-- begin --

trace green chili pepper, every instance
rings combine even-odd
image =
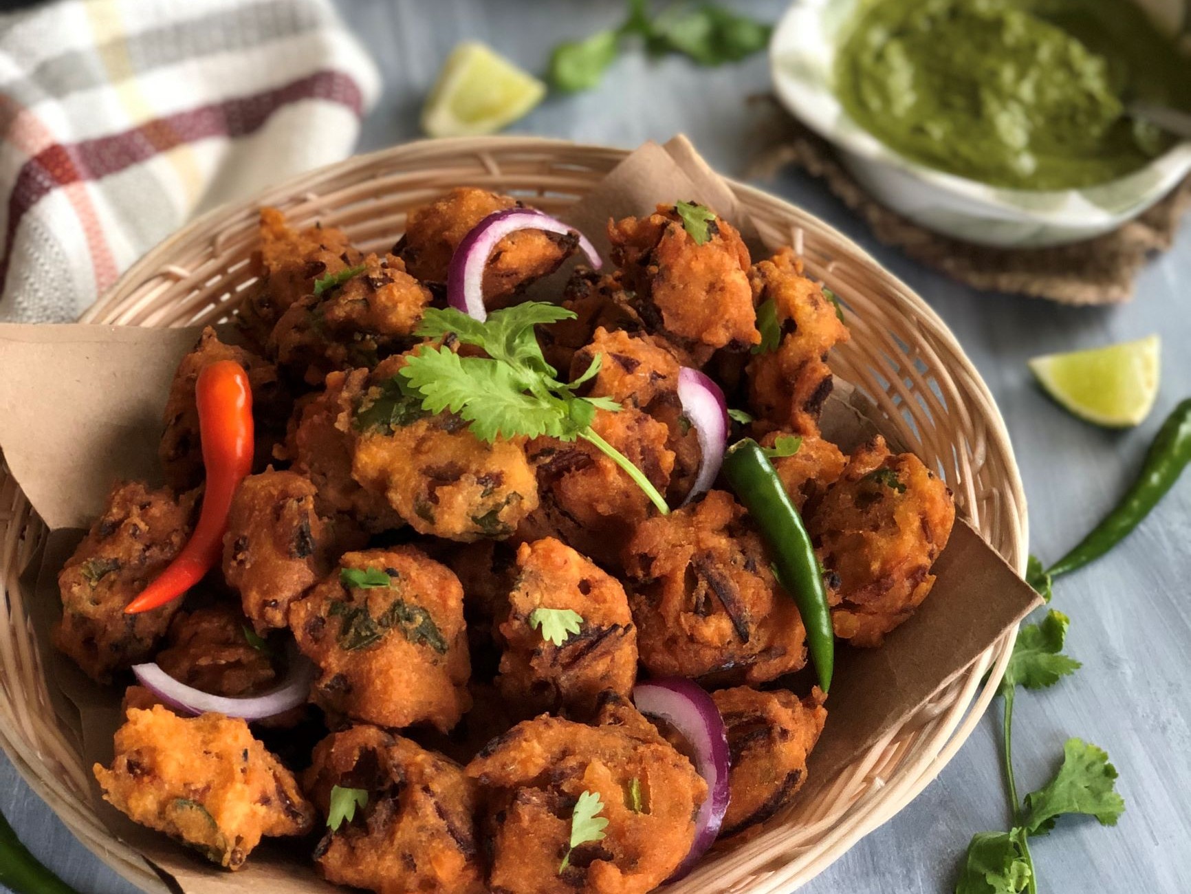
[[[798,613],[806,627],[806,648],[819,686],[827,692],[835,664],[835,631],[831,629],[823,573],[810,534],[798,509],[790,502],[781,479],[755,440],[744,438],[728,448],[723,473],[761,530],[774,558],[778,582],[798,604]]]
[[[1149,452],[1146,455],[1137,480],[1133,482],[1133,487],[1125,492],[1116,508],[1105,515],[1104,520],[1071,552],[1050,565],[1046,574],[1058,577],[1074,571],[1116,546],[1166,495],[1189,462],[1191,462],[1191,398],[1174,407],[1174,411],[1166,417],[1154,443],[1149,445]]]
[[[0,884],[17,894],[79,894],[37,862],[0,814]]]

-- end --
-- begin --

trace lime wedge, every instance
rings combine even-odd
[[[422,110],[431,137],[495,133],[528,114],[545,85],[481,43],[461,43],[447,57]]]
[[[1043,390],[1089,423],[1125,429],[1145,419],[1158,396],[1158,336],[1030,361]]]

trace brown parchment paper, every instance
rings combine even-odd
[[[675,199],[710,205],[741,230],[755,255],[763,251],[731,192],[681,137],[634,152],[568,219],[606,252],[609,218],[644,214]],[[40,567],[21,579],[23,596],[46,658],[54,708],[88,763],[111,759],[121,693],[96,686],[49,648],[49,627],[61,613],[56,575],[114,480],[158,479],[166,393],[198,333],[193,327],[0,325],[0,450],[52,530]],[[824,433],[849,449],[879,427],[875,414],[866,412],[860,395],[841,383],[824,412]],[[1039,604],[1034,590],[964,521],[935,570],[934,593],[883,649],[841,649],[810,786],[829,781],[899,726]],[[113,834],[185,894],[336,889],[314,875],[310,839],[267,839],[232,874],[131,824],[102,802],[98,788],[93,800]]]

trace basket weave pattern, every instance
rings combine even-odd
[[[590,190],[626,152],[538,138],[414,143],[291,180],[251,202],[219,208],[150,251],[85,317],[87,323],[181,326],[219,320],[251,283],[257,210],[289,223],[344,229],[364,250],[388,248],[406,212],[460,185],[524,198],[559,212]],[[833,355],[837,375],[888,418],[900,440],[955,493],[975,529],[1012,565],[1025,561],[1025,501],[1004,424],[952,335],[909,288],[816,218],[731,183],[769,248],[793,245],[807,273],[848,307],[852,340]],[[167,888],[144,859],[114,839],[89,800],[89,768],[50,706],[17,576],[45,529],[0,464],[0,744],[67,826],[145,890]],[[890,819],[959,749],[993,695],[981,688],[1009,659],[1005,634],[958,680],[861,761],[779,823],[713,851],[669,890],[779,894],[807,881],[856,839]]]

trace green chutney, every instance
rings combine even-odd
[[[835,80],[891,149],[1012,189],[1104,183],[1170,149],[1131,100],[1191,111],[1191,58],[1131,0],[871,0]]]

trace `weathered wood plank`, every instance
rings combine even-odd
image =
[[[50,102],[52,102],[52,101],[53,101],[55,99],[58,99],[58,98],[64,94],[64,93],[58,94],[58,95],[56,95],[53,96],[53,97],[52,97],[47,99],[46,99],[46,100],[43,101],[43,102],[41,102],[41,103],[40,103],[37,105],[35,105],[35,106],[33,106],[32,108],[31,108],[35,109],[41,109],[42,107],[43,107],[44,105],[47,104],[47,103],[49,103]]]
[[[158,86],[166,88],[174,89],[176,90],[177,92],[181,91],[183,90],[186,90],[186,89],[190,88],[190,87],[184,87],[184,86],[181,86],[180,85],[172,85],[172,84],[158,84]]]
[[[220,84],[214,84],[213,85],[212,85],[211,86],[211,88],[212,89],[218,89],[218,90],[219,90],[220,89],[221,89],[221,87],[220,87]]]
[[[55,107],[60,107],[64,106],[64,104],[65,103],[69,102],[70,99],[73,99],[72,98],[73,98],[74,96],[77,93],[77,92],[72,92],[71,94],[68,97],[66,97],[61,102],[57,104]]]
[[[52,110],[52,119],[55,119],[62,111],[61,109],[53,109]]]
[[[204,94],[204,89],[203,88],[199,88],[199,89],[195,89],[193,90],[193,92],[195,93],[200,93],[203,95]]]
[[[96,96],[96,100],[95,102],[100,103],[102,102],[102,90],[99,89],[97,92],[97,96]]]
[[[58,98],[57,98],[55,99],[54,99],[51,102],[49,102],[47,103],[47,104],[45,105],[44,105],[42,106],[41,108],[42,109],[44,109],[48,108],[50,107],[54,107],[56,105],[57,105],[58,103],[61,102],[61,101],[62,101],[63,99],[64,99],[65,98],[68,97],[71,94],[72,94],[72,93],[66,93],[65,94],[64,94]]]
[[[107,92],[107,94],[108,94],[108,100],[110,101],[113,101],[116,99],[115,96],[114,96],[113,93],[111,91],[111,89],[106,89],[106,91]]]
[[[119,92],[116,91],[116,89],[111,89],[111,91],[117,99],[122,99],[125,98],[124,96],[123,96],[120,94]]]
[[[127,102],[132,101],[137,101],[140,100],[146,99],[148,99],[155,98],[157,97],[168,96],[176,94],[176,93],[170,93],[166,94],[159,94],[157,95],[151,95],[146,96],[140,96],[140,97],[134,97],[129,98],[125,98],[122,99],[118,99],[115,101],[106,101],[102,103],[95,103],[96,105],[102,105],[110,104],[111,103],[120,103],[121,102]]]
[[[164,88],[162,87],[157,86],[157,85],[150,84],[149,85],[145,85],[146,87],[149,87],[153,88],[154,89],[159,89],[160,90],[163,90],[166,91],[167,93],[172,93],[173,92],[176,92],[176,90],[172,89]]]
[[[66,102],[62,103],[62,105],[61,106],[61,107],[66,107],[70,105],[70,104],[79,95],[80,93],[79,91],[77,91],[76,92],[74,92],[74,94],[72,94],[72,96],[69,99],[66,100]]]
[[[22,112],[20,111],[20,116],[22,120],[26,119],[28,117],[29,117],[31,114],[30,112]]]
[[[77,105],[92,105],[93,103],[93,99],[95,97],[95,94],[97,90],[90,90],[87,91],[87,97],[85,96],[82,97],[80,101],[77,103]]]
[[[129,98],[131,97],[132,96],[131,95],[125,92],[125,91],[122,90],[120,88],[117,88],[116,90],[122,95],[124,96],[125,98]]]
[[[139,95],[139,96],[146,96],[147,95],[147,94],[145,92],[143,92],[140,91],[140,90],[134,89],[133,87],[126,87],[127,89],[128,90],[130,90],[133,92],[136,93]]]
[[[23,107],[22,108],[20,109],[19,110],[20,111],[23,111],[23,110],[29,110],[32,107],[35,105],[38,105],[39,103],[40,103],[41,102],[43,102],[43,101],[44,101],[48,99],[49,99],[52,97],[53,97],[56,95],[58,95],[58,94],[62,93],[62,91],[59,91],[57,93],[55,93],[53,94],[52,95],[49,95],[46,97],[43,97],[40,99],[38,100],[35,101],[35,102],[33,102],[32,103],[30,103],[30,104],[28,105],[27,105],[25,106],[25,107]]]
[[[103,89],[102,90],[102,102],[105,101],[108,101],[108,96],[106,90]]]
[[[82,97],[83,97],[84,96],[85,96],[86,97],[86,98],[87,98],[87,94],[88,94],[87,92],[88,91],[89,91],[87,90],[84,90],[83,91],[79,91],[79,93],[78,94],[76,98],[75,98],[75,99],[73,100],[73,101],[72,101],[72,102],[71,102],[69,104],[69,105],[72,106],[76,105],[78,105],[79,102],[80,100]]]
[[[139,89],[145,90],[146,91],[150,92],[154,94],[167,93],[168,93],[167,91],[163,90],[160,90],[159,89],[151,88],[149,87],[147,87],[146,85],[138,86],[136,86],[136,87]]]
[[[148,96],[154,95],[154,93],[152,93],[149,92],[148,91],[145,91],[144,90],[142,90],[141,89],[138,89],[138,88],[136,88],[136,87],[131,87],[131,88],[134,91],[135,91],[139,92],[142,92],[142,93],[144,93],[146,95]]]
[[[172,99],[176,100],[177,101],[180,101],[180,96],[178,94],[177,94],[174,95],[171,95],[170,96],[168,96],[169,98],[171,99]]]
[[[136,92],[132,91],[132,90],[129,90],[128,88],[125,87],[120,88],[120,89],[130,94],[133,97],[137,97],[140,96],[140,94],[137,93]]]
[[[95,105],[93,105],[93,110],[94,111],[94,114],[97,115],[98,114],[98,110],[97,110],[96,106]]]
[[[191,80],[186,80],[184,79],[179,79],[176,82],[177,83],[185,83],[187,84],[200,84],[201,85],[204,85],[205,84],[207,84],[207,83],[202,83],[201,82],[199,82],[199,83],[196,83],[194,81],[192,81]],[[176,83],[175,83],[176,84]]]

-- end --

▶ [Aim of the exercise]: Return each line from the items above that contains the string "trace".

▶ [Reply to the exercise]:
trace green chili pepper, every instance
trace lime wedge, every instance
trace brown parchment paper, every instance
trace basket weave pattern, every instance
trace green chutney, every instance
trace `weathered wood plank`, every instance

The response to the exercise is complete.